- **Work to be completed**
Exactly as written, give again the line with "Mark one point on each instance of the barred" and all subsequent lines through the end of the records.

- **Referring expression pointing data**
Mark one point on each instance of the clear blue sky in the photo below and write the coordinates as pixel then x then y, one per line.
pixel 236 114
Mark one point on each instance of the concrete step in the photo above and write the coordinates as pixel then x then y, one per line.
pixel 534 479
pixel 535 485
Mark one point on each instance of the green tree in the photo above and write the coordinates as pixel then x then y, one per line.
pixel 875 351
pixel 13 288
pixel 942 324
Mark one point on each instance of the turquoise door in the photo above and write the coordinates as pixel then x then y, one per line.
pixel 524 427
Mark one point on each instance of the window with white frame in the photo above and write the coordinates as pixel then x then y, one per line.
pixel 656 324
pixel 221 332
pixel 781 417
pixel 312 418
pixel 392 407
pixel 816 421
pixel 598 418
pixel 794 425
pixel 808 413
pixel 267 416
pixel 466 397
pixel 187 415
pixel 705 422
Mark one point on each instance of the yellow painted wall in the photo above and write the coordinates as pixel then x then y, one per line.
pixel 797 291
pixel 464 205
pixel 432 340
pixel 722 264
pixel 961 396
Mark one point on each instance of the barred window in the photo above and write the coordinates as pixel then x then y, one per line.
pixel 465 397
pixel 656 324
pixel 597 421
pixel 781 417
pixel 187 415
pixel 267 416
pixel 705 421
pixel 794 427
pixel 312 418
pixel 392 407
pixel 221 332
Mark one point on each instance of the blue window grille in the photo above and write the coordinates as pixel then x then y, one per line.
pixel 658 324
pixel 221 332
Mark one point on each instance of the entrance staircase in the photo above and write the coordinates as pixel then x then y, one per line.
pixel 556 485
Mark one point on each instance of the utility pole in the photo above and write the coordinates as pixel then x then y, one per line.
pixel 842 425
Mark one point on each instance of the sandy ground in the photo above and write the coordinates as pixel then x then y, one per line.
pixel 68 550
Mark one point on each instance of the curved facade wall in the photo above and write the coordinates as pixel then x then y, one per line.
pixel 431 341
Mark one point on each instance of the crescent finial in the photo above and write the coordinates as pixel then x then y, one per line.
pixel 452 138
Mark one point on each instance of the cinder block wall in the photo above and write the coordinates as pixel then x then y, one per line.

- **Answer area**
Mark one point on each instance of the barred window in the photo above and write the coordinates as pixel then x then y, one per line.
pixel 465 397
pixel 656 324
pixel 597 421
pixel 781 417
pixel 187 415
pixel 267 416
pixel 705 421
pixel 794 427
pixel 312 418
pixel 392 407
pixel 221 332
Mark one point on each instance of the blue window grille in the photo above and write the coordinates as pixel then x then y, one per line.
pixel 658 324
pixel 221 332
Mark one point on each instance of the entrance staircase in the photo above and write the coordinates as pixel then x then y, one per line.
pixel 556 485
Mark one point on each instance of the utility pole in the photo above and write the coordinates as pixel then x then y, one per line.
pixel 842 425
Mark one point on each instance of the sandy ground in the photo above and write the coordinates as pixel then x then y, one per line.
pixel 68 550
Mark one point on each instance of the curved facade wall in the photo above and write the coordinates as pixel then x then y, one per line.
pixel 431 341
Mark one point on each instance of the crescent finial in the photo above and write the coordinates as pixel then x then y, one per line.
pixel 452 138
Mark one point on each instance of the cinder block wall in the photo above and write the coordinates as pixel then x then y, one per line.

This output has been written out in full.